[Image boundary labeling entries]
● ● ●

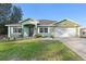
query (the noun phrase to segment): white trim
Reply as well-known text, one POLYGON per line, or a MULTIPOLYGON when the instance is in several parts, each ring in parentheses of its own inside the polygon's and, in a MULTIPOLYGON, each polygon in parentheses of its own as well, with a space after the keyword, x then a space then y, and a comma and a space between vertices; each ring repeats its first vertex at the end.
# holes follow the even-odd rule
POLYGON ((38 27, 38 34, 49 34, 50 33, 50 28, 49 27, 38 27), (40 33, 39 29, 40 28, 48 28, 48 33, 40 33))

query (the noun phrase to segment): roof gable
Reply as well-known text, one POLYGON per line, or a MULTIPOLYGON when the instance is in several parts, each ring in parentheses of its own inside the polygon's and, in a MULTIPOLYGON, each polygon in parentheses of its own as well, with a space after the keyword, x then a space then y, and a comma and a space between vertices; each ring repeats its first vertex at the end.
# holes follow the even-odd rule
POLYGON ((56 23, 54 25, 59 26, 59 27, 77 27, 77 26, 79 26, 77 23, 70 21, 70 20, 60 21, 60 22, 56 23))

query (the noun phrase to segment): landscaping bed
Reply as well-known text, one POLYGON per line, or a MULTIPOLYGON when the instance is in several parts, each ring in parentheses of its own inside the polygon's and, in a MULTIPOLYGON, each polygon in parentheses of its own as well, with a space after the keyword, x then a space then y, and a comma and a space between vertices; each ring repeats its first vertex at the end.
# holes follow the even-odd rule
POLYGON ((16 40, 0 42, 1 61, 82 61, 59 40, 16 40))

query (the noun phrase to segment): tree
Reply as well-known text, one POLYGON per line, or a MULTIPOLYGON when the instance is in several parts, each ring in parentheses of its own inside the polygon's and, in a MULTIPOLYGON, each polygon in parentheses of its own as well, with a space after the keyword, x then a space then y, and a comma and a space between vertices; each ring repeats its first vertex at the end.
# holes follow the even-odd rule
POLYGON ((22 10, 19 7, 13 7, 10 23, 19 23, 22 20, 22 10))
POLYGON ((5 24, 17 23, 22 20, 22 10, 11 3, 0 3, 0 35, 7 34, 5 24))

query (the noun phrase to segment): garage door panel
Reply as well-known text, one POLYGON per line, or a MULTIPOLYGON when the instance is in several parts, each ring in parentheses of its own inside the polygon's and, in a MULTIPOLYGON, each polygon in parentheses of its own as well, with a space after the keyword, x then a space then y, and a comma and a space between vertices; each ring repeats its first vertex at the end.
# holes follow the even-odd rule
POLYGON ((75 37, 75 28, 54 28, 54 37, 75 37))

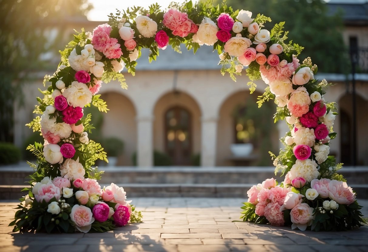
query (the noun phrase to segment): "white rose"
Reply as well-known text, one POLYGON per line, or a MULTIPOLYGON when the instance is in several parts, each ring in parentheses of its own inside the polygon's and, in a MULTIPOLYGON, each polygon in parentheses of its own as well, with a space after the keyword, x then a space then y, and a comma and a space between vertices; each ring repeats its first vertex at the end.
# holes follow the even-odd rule
POLYGON ((63 188, 63 196, 66 199, 68 199, 73 196, 73 189, 64 187, 63 188))
POLYGON ((294 143, 294 140, 293 138, 293 137, 289 136, 285 138, 285 143, 287 145, 291 145, 294 143))
POLYGON ((315 150, 318 152, 315 154, 316 160, 319 165, 320 165, 327 159, 328 154, 330 153, 330 147, 328 145, 322 144, 320 145, 316 145, 314 148, 315 150), (316 150, 316 147, 318 146, 318 150, 316 150))
POLYGON ((253 44, 258 44, 261 43, 267 43, 271 39, 270 32, 267 30, 261 30, 254 36, 253 44))
POLYGON ((102 62, 96 61, 94 65, 92 66, 89 69, 89 72, 96 77, 99 78, 102 76, 105 70, 103 67, 105 64, 102 62))
POLYGON ((69 105, 74 107, 83 108, 92 101, 92 93, 87 85, 77 81, 72 82, 71 86, 64 91, 63 95, 69 105))
POLYGON ((236 33, 240 33, 243 30, 243 25, 241 22, 238 21, 234 23, 233 25, 233 31, 236 33))
POLYGON ((138 16, 135 23, 138 31, 145 37, 153 37, 157 32, 157 23, 146 16, 138 16))
MULTIPOLYGON (((204 18, 199 25, 195 36, 196 40, 199 42, 196 43, 200 45, 204 44, 207 46, 213 46, 217 41, 216 33, 218 31, 219 29, 215 22, 208 18, 204 18)), ((193 38, 193 41, 194 39, 193 38)))
POLYGON ((63 154, 60 152, 60 146, 57 144, 50 144, 43 148, 43 156, 45 160, 51 164, 63 162, 63 154))
POLYGON ((130 27, 123 26, 119 29, 119 35, 123 40, 128 40, 134 37, 134 30, 130 27))
POLYGON ((251 17, 252 12, 251 11, 242 10, 239 11, 239 14, 236 16, 236 19, 242 22, 243 27, 248 27, 249 24, 254 20, 254 18, 251 17))
POLYGON ((305 192, 305 198, 309 200, 314 200, 318 196, 317 190, 313 188, 309 188, 305 192))
POLYGON ((58 215, 60 213, 60 210, 59 204, 56 201, 53 201, 49 204, 47 211, 53 215, 58 215))
POLYGON ((318 91, 315 91, 311 95, 311 100, 314 102, 318 101, 322 98, 322 96, 318 91))
POLYGON ((330 201, 330 208, 333 210, 336 210, 339 208, 339 204, 334 200, 332 200, 330 201))

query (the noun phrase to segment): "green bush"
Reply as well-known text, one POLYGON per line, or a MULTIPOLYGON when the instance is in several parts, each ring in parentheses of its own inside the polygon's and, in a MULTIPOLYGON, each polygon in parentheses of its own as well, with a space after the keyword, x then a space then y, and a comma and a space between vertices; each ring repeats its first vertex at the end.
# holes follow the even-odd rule
POLYGON ((18 163, 20 160, 19 148, 10 143, 0 143, 0 165, 18 163))

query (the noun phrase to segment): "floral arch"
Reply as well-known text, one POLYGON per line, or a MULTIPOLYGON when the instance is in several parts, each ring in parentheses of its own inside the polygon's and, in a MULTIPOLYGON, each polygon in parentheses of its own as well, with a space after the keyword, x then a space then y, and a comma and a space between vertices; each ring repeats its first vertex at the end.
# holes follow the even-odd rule
POLYGON ((38 163, 29 163, 35 172, 11 223, 14 231, 103 232, 140 221, 122 187, 98 184, 103 172, 94 165, 98 159, 107 161, 106 153, 88 139, 93 127, 83 108, 92 104, 107 112, 98 94, 102 83, 117 80, 127 89, 120 72, 125 66, 134 75, 142 48, 150 50, 151 62, 168 46, 180 53, 181 44, 195 53, 203 45, 213 46, 221 73, 234 81, 247 66, 251 93, 255 81, 268 84, 258 106, 273 100, 275 122, 286 119, 290 129, 281 140, 284 149, 277 156, 270 154, 275 174, 282 172, 285 180, 278 185, 268 179, 252 187, 242 207, 243 220, 316 231, 361 226, 355 193, 336 173, 342 164, 328 155, 337 114, 335 103, 323 98, 328 84, 314 79, 317 67, 310 58, 300 62, 303 47, 287 42, 284 22, 269 31, 263 28, 270 18, 223 3, 189 1, 176 10, 160 8, 117 10, 107 24, 92 33, 82 29, 60 51, 57 70, 45 78, 44 84, 50 84, 40 90, 43 97, 37 98, 34 112, 39 115, 27 125, 40 132, 45 143, 28 148, 38 163))

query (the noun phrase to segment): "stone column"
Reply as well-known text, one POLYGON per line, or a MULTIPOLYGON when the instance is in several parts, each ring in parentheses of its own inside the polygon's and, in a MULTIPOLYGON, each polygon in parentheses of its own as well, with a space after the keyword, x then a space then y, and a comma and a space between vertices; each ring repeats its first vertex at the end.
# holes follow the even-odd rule
POLYGON ((153 165, 153 117, 138 117, 137 121, 137 165, 153 165))
POLYGON ((217 121, 217 118, 202 119, 201 164, 202 166, 216 165, 217 121))

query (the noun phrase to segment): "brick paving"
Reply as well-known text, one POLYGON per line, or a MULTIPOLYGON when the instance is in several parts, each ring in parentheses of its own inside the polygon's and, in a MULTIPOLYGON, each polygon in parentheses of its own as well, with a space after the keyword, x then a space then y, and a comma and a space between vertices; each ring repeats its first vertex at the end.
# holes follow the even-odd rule
MULTIPOLYGON (((244 199, 133 199, 144 222, 103 234, 20 234, 8 227, 14 202, 0 203, 0 251, 366 251, 368 227, 340 232, 296 231, 237 220, 244 199)), ((365 207, 368 201, 359 203, 365 207)))

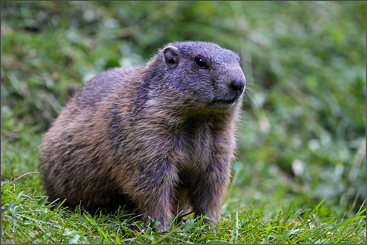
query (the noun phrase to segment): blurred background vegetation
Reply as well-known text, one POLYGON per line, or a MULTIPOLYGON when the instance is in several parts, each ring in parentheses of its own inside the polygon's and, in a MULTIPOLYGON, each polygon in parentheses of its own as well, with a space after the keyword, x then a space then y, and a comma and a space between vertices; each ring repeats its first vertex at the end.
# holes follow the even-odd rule
POLYGON ((325 212, 356 212, 366 196, 364 1, 2 1, 2 180, 39 170, 43 133, 83 84, 188 40, 238 52, 247 80, 223 213, 325 198, 325 212))

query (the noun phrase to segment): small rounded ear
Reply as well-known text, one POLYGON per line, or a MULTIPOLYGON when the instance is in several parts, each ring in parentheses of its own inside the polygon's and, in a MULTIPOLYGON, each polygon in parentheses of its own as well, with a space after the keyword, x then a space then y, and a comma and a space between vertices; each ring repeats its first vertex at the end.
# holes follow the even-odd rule
POLYGON ((163 49, 166 64, 169 67, 173 68, 178 64, 178 49, 173 46, 168 46, 163 49))

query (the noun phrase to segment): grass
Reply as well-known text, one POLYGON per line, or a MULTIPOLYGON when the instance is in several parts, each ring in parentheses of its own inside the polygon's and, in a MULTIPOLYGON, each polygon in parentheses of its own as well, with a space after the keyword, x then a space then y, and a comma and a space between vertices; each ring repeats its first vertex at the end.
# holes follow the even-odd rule
POLYGON ((365 243, 365 208, 337 221, 323 214, 324 201, 304 211, 292 201, 271 217, 266 209, 243 209, 223 216, 215 229, 201 217, 177 226, 173 222, 170 232, 159 234, 156 222, 147 225, 122 210, 90 214, 49 203, 33 188, 34 180, 22 182, 22 177, 2 182, 2 243, 365 243))
POLYGON ((2 2, 2 243, 365 243, 365 10, 362 1, 2 2), (217 228, 192 216, 158 234, 156 223, 123 210, 47 202, 37 152, 62 106, 96 74, 183 40, 237 51, 247 82, 217 228))

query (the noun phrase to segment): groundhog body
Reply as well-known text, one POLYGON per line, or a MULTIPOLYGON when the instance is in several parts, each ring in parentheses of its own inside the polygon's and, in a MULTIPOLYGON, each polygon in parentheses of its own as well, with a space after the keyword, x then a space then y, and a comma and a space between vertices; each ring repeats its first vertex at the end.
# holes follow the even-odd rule
POLYGON ((238 55, 201 42, 170 44, 143 66, 101 73, 43 139, 50 200, 87 210, 137 207, 161 222, 160 231, 178 202, 217 222, 245 85, 238 55))

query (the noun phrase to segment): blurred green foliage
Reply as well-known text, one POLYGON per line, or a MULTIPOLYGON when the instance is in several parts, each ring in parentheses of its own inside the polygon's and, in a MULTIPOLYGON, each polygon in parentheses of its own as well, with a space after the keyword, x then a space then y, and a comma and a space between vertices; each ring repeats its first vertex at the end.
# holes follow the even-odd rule
POLYGON ((84 83, 165 44, 215 42, 247 80, 228 211, 365 199, 364 2, 2 2, 2 178, 84 83))

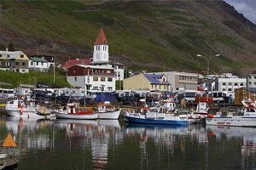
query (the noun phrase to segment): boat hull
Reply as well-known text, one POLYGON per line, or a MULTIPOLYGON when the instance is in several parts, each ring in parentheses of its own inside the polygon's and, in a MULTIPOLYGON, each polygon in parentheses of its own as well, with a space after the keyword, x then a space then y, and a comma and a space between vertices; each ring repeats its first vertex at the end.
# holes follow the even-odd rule
POLYGON ((121 110, 108 112, 98 112, 99 119, 119 119, 121 110))
POLYGON ((256 117, 234 116, 230 117, 213 117, 206 119, 207 125, 232 126, 232 127, 256 127, 256 117))
POLYGON ((95 120, 98 118, 98 114, 91 115, 73 115, 65 113, 55 113, 58 119, 79 119, 79 120, 95 120))
POLYGON ((186 126, 189 125, 188 121, 177 121, 177 120, 163 120, 163 119, 150 119, 150 118, 139 118, 125 115, 125 119, 128 122, 143 123, 143 124, 158 124, 158 125, 171 125, 171 126, 186 126))
POLYGON ((5 111, 8 116, 16 116, 16 117, 21 117, 21 118, 38 118, 38 119, 44 119, 51 117, 51 116, 43 116, 37 114, 36 110, 24 110, 24 111, 21 113, 20 111, 20 109, 10 109, 7 108, 5 109, 5 111))

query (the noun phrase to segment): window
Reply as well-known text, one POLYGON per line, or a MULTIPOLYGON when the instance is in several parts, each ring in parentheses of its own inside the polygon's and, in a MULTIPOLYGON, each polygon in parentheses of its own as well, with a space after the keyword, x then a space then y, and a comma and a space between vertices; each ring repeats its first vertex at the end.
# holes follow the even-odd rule
POLYGON ((93 81, 98 81, 98 77, 97 76, 94 76, 93 77, 93 81))

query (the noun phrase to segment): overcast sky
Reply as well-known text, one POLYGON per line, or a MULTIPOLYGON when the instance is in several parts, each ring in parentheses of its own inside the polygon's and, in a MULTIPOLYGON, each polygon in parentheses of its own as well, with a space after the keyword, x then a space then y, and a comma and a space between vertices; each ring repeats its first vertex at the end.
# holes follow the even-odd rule
POLYGON ((256 0, 224 0, 247 19, 256 24, 256 0))

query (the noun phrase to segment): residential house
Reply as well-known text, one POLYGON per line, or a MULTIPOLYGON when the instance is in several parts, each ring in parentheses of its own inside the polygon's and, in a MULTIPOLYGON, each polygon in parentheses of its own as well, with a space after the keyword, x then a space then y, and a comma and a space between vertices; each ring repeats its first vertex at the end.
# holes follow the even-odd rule
POLYGON ((30 57, 28 67, 30 70, 47 72, 49 70, 48 61, 43 58, 30 57))
POLYGON ((247 87, 256 88, 256 71, 247 75, 247 87))
POLYGON ((140 73, 124 80, 124 90, 170 91, 171 84, 164 74, 140 73))
POLYGON ((22 51, 0 51, 0 70, 27 73, 28 61, 22 51))
POLYGON ((75 88, 85 89, 93 95, 97 92, 115 91, 114 71, 112 67, 91 65, 76 65, 67 69, 67 82, 75 88))
POLYGON ((167 81, 171 83, 172 92, 178 92, 181 90, 197 90, 197 73, 166 71, 156 74, 166 75, 167 81))

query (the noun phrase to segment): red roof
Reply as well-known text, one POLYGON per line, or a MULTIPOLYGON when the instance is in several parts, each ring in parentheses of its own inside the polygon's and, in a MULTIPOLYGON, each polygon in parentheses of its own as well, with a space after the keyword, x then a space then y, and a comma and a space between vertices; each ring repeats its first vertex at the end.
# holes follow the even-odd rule
POLYGON ((94 45, 102 45, 102 44, 108 44, 108 41, 105 36, 105 33, 103 31, 103 29, 101 28, 100 31, 98 33, 97 38, 96 39, 94 45))
POLYGON ((90 65, 90 59, 69 59, 64 63, 63 68, 68 69, 76 65, 90 65))

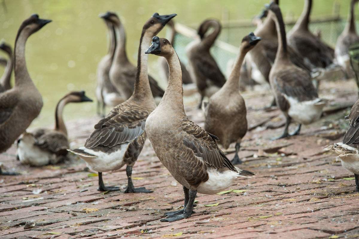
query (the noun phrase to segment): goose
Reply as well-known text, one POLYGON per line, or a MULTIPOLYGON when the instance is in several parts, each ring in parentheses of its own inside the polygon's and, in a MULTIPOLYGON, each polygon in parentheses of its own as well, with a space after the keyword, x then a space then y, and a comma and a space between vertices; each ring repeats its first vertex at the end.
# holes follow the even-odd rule
POLYGON ((62 118, 65 106, 71 102, 92 102, 84 91, 74 91, 59 101, 55 111, 54 129, 40 128, 31 132, 25 132, 18 140, 18 156, 23 164, 43 166, 56 164, 66 158, 69 140, 62 118))
POLYGON ((335 45, 335 58, 338 64, 344 69, 348 77, 354 76, 354 72, 350 65, 349 57, 349 47, 354 43, 359 41, 359 36, 356 34, 354 14, 354 7, 359 0, 350 1, 350 11, 348 23, 344 30, 338 38, 335 45))
POLYGON ((0 85, 3 88, 2 91, 0 92, 7 91, 11 88, 10 81, 11 80, 11 73, 13 71, 13 51, 11 47, 4 42, 0 44, 0 49, 6 53, 9 57, 6 63, 6 68, 4 74, 0 78, 0 85))
POLYGON ((318 97, 309 73, 294 65, 287 49, 285 29, 278 5, 272 2, 268 9, 275 22, 278 47, 275 60, 269 74, 272 91, 277 105, 285 117, 284 131, 276 138, 299 134, 302 124, 309 124, 318 119, 326 102, 318 97), (299 123, 294 133, 289 135, 288 128, 291 119, 299 123))
MULTIPOLYGON (((176 34, 177 34, 176 30, 174 28, 174 23, 173 20, 170 21, 167 24, 167 25, 169 26, 171 29, 171 36, 169 40, 170 42, 172 44, 172 45, 174 45, 174 39, 176 34)), ((163 74, 164 77, 164 78, 166 80, 168 79, 168 75, 169 72, 168 71, 168 65, 167 64, 167 62, 165 59, 160 58, 160 64, 161 65, 163 74)), ((181 62, 181 69, 182 70, 182 82, 183 84, 187 84, 193 83, 192 79, 191 77, 189 72, 186 68, 186 67, 181 62)))
MULTIPOLYGON (((102 172, 118 170, 126 165, 128 184, 125 192, 152 192, 144 187, 135 188, 131 177, 132 167, 146 140, 146 119, 156 107, 147 73, 148 57, 144 53, 152 38, 176 15, 161 15, 156 13, 146 22, 140 39, 137 73, 132 96, 112 109, 95 126, 95 130, 84 147, 69 150, 83 159, 90 169, 99 172, 99 191, 119 190, 117 187, 104 186, 102 172)), ((115 20, 117 18, 113 15, 108 18, 115 20)))
POLYGON ((205 20, 198 29, 201 41, 190 44, 186 50, 190 72, 192 74, 192 78, 195 80, 201 95, 199 108, 205 97, 210 97, 225 82, 224 76, 209 52, 222 28, 218 20, 205 20), (211 27, 214 28, 213 32, 205 35, 211 27))
MULTIPOLYGON (((110 80, 125 100, 129 98, 133 93, 137 69, 130 62, 127 57, 125 27, 118 16, 115 13, 107 12, 102 17, 113 24, 117 41, 113 60, 110 69, 110 80)), ((152 77, 149 75, 148 77, 153 97, 156 102, 159 102, 164 92, 152 77)))
POLYGON ((32 34, 51 21, 33 14, 23 22, 18 31, 14 56, 15 85, 0 93, 0 153, 11 146, 42 108, 41 95, 26 68, 25 43, 32 34))
POLYGON ((214 194, 230 186, 238 177, 255 174, 234 167, 218 148, 218 138, 188 119, 183 104, 182 71, 168 40, 154 36, 146 52, 165 58, 168 85, 159 104, 146 121, 146 133, 161 162, 183 187, 184 209, 166 214, 162 221, 186 218, 194 213, 197 194, 214 194))
POLYGON ((333 63, 334 50, 309 30, 312 0, 305 0, 300 16, 288 33, 288 44, 315 67, 326 68, 333 63))
POLYGON ((355 103, 350 113, 345 118, 349 121, 349 125, 342 142, 326 146, 324 150, 334 153, 340 158, 342 166, 354 174, 355 189, 359 192, 359 100, 355 103))
POLYGON ((96 89, 96 96, 97 98, 97 114, 105 115, 106 106, 113 107, 124 101, 123 98, 120 96, 118 92, 110 81, 109 73, 116 47, 116 38, 115 29, 112 23, 104 18, 104 14, 100 17, 104 20, 108 29, 110 43, 107 54, 100 61, 97 67, 97 85, 96 89), (102 112, 100 113, 100 105, 102 104, 102 112))
POLYGON ((241 67, 247 52, 260 40, 253 33, 243 38, 239 53, 228 80, 211 97, 208 103, 204 103, 206 131, 218 137, 219 143, 225 149, 231 143, 236 143, 236 153, 232 161, 233 164, 242 163, 238 152, 247 129, 246 104, 239 93, 241 67))

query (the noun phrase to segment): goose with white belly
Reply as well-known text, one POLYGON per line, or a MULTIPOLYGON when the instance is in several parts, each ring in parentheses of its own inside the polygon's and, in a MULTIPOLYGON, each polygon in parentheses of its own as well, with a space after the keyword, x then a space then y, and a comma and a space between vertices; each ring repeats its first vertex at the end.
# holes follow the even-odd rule
POLYGON ((55 128, 36 129, 24 133, 18 140, 18 156, 21 163, 43 166, 63 161, 69 147, 67 130, 62 118, 64 108, 70 103, 92 101, 84 91, 74 91, 62 97, 56 107, 55 128))
POLYGON ((234 166, 218 148, 218 138, 187 118, 180 60, 168 40, 154 37, 146 53, 165 57, 169 69, 168 86, 146 121, 146 132, 160 161, 183 186, 184 209, 167 213, 167 218, 161 220, 174 221, 194 213, 197 192, 214 194, 230 186, 238 177, 255 174, 234 166))
POLYGON ((144 187, 135 188, 132 179, 132 167, 146 140, 146 119, 156 108, 147 73, 148 56, 144 53, 153 36, 176 15, 161 15, 156 13, 146 22, 140 39, 137 73, 132 96, 112 109, 95 126, 95 130, 84 147, 69 150, 83 159, 90 169, 99 172, 100 191, 120 190, 117 187, 105 186, 102 172, 118 170, 126 165, 128 184, 125 192, 152 192, 144 187))
POLYGON ((359 100, 345 118, 349 125, 342 142, 326 146, 324 150, 334 152, 340 158, 343 167, 354 174, 355 189, 359 192, 359 100))
POLYGON ((274 13, 272 18, 275 22, 279 41, 269 79, 277 105, 286 120, 284 131, 277 138, 281 138, 298 134, 302 124, 309 124, 318 119, 326 102, 318 97, 309 73, 295 65, 289 59, 284 23, 279 6, 272 2, 268 8, 274 13), (292 119, 299 125, 294 133, 290 135, 288 128, 292 119))

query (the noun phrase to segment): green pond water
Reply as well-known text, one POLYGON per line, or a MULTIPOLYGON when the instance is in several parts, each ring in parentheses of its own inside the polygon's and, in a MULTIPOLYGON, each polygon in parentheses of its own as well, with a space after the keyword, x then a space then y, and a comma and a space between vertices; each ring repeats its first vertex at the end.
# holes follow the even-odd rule
MULTIPOLYGON (((85 90, 94 102, 68 105, 64 111, 65 121, 90 117, 95 113, 96 70, 99 61, 107 52, 108 45, 107 28, 99 18, 99 14, 110 10, 120 16, 126 29, 127 54, 130 60, 136 64, 142 26, 154 13, 177 13, 178 16, 174 19, 176 21, 195 26, 210 18, 250 19, 268 1, 0 0, 0 39, 13 46, 19 26, 33 13, 38 14, 42 18, 52 20, 30 37, 26 50, 28 69, 44 102, 41 113, 32 126, 47 126, 54 121, 55 107, 59 99, 70 91, 85 90)), ((346 18, 350 1, 337 1, 341 4, 341 15, 346 18)), ((300 14, 303 1, 280 2, 285 16, 290 16, 296 19, 300 14)), ((330 15, 335 1, 313 2, 312 16, 315 18, 330 15)), ((231 33, 230 43, 238 45, 244 35, 254 29, 246 29, 245 33, 242 33, 243 29, 238 30, 238 33, 231 33)), ((164 29, 160 36, 164 36, 166 30, 164 29)), ((228 40, 228 34, 224 32, 220 38, 228 40)), ((180 48, 178 50, 183 51, 184 46, 177 46, 177 49, 180 48)), ((149 71, 164 88, 166 81, 160 79, 157 74, 158 60, 158 57, 150 56, 149 71)), ((0 75, 3 70, 0 68, 0 75)), ((13 82, 13 75, 12 77, 13 82)))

● ● ●

TASK STATEMENT.
Copy everything from the line containing "query (the noun phrase to segment): overcast" down to the line containing "POLYGON ((256 0, 224", replacing "overcast sky" with "cloudy sky" and leaving the rest unchanged.

EXPECTED ANSWER.
query (the noun phrase to segment): cloudy sky
Reply as well-known text, one POLYGON per line, or a MULTIPOLYGON when the instance is in several parts, each ring in parentheses of its own inside the polygon's and, in a MULTIPOLYGON, each polygon in parentheses of its own as well, with a space after the keyword, x then a space then y, and a comma and a space between vertices; each ring repeats its first vertex at the end.
# holes follow the even-odd rule
POLYGON ((256 0, 224 0, 247 19, 256 24, 256 0))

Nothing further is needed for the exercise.